Given exercise: How many lines of the listing contain the string "segment", with case counting? Reply with the number alone.

(Labeled area outline items)
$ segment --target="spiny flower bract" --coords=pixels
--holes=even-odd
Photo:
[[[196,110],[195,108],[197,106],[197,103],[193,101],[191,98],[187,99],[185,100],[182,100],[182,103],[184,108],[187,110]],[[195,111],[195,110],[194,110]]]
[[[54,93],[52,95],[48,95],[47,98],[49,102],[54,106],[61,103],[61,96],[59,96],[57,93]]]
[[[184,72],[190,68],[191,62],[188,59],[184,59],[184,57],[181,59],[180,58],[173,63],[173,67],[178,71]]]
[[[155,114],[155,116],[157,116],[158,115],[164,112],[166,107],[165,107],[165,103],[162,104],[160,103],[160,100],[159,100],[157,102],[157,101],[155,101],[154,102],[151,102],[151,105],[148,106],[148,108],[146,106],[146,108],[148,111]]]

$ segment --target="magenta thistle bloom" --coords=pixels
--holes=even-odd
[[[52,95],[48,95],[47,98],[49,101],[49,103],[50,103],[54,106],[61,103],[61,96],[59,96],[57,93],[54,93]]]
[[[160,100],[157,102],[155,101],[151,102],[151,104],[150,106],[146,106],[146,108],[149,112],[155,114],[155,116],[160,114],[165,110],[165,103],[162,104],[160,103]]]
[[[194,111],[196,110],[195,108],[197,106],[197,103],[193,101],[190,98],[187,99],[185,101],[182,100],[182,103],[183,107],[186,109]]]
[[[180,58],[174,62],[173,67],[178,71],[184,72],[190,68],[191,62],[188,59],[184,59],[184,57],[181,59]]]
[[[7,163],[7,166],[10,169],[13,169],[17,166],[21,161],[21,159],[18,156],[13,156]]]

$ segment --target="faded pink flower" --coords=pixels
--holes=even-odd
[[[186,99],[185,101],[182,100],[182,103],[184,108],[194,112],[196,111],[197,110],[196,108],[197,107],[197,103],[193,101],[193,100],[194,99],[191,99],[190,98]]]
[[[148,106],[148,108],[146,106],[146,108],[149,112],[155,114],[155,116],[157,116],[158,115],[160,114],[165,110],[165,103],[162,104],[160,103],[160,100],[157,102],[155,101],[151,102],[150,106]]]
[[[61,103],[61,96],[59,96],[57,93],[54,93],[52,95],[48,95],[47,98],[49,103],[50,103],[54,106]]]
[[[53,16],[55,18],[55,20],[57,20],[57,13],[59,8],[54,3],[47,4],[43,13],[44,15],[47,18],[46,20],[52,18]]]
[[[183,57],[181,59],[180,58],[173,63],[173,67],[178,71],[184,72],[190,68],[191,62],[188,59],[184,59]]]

Complete output: 3